Ablepharon Macrostomia syndrome is a pretty rare congenital disorder which as a result has not been discussed as much. In this article we will be looking at what Ablepharon Macrostomia syndrome is, and how it is managed/treated before looking at its genetic basis and inheritance patterns. Genetics can be quite tricky to understand but this article aims to explain it in a simplified manner.
Introduction
What is Ablepharon-Macrostomia syndrome?
Ablepharon Macrostomia syndrome (AMS) is a rare disorder where individuals are born without eyelids and with large mouths. They also have no eyebrows or lashes and dry, loose sagging skin. Other features sometimes present in AMS patients include having webbed fingers, irregular nose, abnormally shaped outer ears and absent or extra nipples.1
AMS doesn’t appear to reduce life expectancy or have an impact on the cognitive function of the individual- abnormalities are mainly external.2
Treatment/management
The lack of eyelids and lashes makes it necessary to use ocular lubricants and antibiotics from birth. The babies may also be temporarily kept in moisture chambers with plastic wrappings.1
The infant would require eye surgery, usually within the first few months after birth, so that they have eyelids.2
Some individuals with AMS may get cosmetic surgery for other facial features in their late teens or during the stages of early adulthood.2
Cause
At first researchers had suggested that AMS was an autosomal recessive condition. This would mean that a child must have inherited the AMS gene from both parents (one from mother, one from father) and would therefore have two copies of the gene. The parents would have 1 normal and 1 AMS gene themselves, so would not have the disorder. However, Ablepharon Macrostomia syndrome is now believed to be autosomal dominant.1
Genetic basis and inheritance patterns
Autosomal dominant
A condition is considered autosomal dominant when only one copy of the gene is required for the individual to have that condition. At least one of the parents would also have the disorder.

- Source material:
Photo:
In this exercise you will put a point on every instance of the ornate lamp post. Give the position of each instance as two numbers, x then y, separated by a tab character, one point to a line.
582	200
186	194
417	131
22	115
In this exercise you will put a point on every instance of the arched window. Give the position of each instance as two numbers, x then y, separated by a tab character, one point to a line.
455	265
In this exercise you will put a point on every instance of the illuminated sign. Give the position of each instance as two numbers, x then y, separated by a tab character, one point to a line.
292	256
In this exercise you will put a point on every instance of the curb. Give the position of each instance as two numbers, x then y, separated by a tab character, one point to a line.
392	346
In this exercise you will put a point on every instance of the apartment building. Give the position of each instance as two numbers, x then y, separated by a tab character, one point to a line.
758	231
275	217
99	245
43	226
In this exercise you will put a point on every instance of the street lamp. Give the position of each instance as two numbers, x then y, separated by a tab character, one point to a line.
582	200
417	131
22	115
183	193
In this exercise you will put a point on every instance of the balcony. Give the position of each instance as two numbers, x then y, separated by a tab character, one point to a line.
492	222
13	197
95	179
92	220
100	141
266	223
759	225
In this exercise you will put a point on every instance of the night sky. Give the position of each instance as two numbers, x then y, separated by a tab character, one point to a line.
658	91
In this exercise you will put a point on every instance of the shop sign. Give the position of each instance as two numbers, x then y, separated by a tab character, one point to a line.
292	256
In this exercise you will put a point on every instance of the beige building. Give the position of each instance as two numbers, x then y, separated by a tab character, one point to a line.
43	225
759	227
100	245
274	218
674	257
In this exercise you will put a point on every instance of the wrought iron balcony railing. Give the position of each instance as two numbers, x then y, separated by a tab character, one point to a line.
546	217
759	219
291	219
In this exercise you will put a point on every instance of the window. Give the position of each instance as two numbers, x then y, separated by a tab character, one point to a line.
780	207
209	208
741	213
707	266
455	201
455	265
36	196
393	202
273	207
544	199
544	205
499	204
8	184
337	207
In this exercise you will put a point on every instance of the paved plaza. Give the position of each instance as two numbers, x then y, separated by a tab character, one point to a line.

- Task goal: From the passage on Ablepharon Macrostomia syndrome above, list each of the other features it says are sometimes present in AMS patients.

- Written answer:
- webbed fingers
- irregular nose
- abnormally shaped outer ears
- absent or extra nipples